_Dataset records_:
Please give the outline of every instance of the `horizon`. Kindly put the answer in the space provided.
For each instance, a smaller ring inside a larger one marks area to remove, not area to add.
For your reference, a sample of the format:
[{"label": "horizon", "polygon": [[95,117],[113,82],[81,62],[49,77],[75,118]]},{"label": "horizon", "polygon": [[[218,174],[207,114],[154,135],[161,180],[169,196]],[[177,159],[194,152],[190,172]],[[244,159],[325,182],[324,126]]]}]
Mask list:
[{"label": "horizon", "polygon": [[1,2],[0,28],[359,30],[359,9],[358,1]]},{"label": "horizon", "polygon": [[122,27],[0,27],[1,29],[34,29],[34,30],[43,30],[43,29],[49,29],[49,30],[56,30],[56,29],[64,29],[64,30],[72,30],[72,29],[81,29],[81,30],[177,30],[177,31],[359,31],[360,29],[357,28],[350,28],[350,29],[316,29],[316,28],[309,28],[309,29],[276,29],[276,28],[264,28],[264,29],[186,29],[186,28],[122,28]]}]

_Task directions_: Search the material above for "instance". Copy each line that has it.

_Solution_:
Please give the outline of every instance of the `horizon`. Kindly put the answer in the space provided.
For each instance, a smaller ring inside a larger one marks area to remove, not area to add.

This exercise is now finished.